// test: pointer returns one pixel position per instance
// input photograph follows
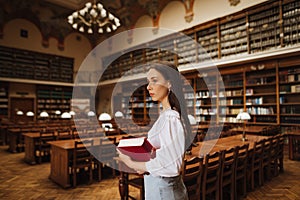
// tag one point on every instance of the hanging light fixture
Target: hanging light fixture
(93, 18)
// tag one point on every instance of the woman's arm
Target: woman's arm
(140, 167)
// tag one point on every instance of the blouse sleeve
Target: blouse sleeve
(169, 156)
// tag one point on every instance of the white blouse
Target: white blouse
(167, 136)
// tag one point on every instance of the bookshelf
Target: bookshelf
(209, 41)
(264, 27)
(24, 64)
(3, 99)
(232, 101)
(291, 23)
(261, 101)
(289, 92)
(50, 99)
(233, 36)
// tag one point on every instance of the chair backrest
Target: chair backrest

------------

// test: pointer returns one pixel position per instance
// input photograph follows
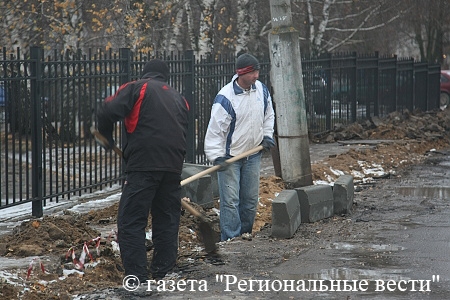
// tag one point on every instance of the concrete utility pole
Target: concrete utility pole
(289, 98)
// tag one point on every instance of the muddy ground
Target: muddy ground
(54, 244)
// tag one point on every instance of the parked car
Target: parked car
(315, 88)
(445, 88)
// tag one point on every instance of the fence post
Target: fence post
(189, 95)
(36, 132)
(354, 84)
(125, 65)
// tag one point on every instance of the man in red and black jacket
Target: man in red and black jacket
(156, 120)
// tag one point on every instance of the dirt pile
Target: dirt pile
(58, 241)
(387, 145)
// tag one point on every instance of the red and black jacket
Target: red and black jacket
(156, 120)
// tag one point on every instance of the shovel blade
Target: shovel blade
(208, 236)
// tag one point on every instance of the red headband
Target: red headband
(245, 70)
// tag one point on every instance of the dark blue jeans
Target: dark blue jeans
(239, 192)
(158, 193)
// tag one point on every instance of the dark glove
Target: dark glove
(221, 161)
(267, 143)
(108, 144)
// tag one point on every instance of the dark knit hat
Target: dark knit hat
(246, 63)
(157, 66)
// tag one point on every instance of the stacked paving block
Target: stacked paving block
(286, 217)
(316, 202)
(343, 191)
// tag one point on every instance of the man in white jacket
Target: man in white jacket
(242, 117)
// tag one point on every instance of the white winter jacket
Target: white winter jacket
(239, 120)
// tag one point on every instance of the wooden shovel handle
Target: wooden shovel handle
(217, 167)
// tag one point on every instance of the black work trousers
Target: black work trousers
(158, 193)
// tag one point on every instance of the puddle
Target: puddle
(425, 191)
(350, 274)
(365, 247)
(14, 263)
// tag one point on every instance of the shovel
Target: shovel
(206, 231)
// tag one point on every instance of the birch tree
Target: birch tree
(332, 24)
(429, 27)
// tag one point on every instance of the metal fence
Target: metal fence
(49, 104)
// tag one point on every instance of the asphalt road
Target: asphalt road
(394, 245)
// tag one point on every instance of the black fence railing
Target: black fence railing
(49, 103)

------------

Description of the task |
Please, from the material above, copy only the lines from the line with "Target: blouse sleeve" up to and including the line with "Target: chair backrest", exactly as written.

Task answer |
Target: blouse sleeve
(169, 156)
// tag one point on every instance of the white blouse
Target: white blouse
(167, 136)
// tag one point on every instance of the bookshelf
Target: bookshelf
(209, 41)
(264, 27)
(24, 64)
(3, 99)
(232, 101)
(291, 23)
(261, 101)
(289, 92)
(50, 99)
(233, 36)
// tag one point on every instance of the chair backrest
Target: chair backrest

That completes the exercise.